▶ _WHAT NEEDS TO BE DONE_: Extract all lines in the data that contain the word "left".

▶ _DATA IN THIS EXERCISE_:
· · · · · · ·

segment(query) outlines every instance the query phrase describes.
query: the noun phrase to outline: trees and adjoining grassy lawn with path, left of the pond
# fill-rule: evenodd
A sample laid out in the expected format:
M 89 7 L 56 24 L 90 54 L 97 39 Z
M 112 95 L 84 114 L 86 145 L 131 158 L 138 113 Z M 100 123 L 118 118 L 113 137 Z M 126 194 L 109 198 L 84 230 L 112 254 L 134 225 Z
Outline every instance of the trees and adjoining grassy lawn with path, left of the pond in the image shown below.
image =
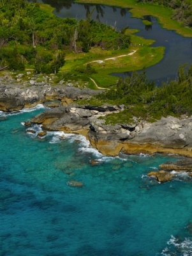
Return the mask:
M 153 40 L 135 36 L 137 30 L 117 31 L 96 22 L 93 11 L 85 20 L 60 19 L 46 4 L 1 1 L 0 70 L 61 70 L 59 76 L 83 80 L 90 88 L 113 88 L 117 77 L 110 73 L 139 70 L 163 58 L 163 47 L 149 47 Z M 95 72 L 84 72 L 87 65 Z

· · · · · · ·

▶ _ANSWER TO THE EXERCISE_:
query: the noun phrase to outline: trees and adjoining grassy lawn with path, left of the pond
Outline every instance of the trees and adjoining grassy lawn with path, left of the pond in the image shown below.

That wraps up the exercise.